● Instructions for the task:
The entries below should be written out again exactly as they stand.

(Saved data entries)
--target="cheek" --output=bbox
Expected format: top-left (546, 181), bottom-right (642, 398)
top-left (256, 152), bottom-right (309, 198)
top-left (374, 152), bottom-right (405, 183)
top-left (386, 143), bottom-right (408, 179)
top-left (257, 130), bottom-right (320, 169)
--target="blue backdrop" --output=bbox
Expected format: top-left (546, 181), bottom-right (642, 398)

● Exercise response:
--target="cheek" --output=bbox
Expected format: top-left (546, 181), bottom-right (642, 398)
top-left (256, 152), bottom-right (309, 198)
top-left (374, 152), bottom-right (405, 183)
top-left (386, 143), bottom-right (408, 179)
top-left (257, 130), bottom-right (320, 169)
--target="blue backdrop" --output=bbox
Expected format: top-left (546, 181), bottom-right (642, 398)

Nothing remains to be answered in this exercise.